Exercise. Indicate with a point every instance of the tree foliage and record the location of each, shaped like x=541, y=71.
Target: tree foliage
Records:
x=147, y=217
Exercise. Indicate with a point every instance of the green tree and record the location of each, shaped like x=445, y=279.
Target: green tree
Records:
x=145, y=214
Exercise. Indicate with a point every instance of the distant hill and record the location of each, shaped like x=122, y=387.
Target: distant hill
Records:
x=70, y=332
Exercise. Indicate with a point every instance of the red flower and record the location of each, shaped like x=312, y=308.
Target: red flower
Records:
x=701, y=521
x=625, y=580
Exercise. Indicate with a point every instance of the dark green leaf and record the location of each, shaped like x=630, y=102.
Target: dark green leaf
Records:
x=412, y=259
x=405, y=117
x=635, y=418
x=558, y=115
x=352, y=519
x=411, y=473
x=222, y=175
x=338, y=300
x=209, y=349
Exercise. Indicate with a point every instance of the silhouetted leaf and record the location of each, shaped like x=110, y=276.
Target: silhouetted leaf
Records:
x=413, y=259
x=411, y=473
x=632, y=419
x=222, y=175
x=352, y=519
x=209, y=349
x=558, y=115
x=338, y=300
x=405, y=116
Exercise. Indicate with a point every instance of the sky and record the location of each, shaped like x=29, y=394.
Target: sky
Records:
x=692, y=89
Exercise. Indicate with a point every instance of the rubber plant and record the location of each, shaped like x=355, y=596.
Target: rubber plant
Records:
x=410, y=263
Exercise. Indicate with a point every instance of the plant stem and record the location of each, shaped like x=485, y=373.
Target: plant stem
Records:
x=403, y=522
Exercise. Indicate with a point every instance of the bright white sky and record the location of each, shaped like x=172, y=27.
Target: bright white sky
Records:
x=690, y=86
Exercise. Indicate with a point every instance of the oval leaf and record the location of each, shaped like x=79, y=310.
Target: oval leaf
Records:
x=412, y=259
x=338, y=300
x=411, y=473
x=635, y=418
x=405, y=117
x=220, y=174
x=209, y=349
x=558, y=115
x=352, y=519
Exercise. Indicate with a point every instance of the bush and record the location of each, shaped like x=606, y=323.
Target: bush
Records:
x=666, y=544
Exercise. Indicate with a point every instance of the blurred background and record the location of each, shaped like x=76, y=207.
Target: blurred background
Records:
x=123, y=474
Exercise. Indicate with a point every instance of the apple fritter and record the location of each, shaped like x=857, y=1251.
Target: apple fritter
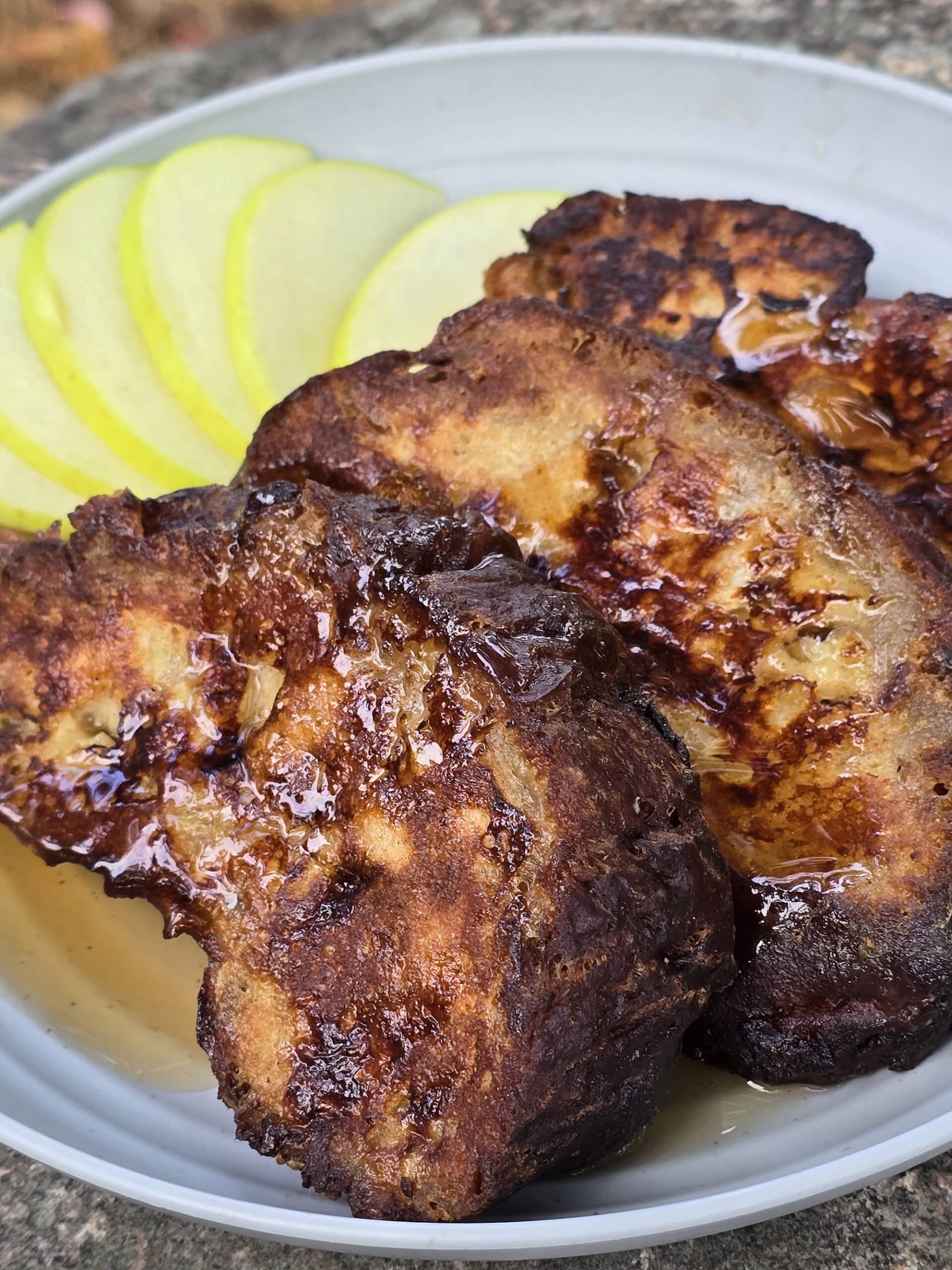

::::

Can you rewrite all of the data above, replacing "Indicate" with "Mark" wherever it appears, keeping everything else unchanged and leaving out the pictures?

Exercise. Mark with a point every instance of the tree foliage and record the location of each, shaped like x=541, y=71.
Target: tree foliage
Records:
x=147, y=217
Exercise. Mark with a point every instance of the green tree and record the location of each, shaped like x=445, y=279.
Target: green tree
Records:
x=145, y=214
Exercise. Mark with a point every instance of the distant hill and record the location of each, shaped like x=122, y=387.
Target: distant hill
Records:
x=70, y=332
Exercise. Mark with a point every instance of the red flower and record the location of each, shaped like x=312, y=308.
Target: red flower
Records:
x=701, y=521
x=625, y=580
Exercise. Mark with a point every instance of the dark green leaf and record the location of each, shaped like x=630, y=102.
Target: dark green leaf
Records:
x=412, y=259
x=405, y=117
x=635, y=418
x=558, y=115
x=352, y=519
x=411, y=473
x=222, y=175
x=338, y=300
x=209, y=349
Exercise. Mark with a point every instance of the silhouetted leaf and record the location of each, shaped like x=110, y=276.
Target: silhouetted leaf
Records:
x=413, y=259
x=411, y=473
x=632, y=419
x=222, y=175
x=352, y=519
x=209, y=349
x=558, y=115
x=338, y=300
x=405, y=116
Exercise. Mark with a point every instance of the sky and record the location of each, shaped like x=29, y=394.
Target: sky
Records:
x=692, y=89
Exercise. Mark with a point every instance of the rubber plant and record the location of each, shaped like x=355, y=596.
Target: rubber plant
Records:
x=410, y=263
Exercise. Mark with a point every instance of the plant stem and record the location of each, shaped like x=485, y=373.
Target: plant stem
Records:
x=403, y=522
Exercise. Mark with a point every instance of the bright white sky and record the location of each, shaped like x=172, y=27.
Target: bright white sky
Records:
x=690, y=86
Exercise. Mark with a point every instance of the oval leaf and record the location of each, shaped like x=79, y=310.
Target: oval leaf
Records:
x=412, y=259
x=338, y=300
x=411, y=473
x=635, y=418
x=405, y=117
x=220, y=174
x=209, y=349
x=558, y=115
x=352, y=519
Exercise. Mark with a point every instance of the bush and record the location of each, shaped like x=606, y=323.
Target: bush
Records:
x=666, y=544
Exercise. Mark with a point every instance of the blurred background and record the location of each, shaped like x=76, y=207.
Target: blurred background
Records:
x=123, y=474
Exercise. Mark with a point every instance of the apple fritter and record the location of each, shaped like x=857, y=1251.
Target: apple fritter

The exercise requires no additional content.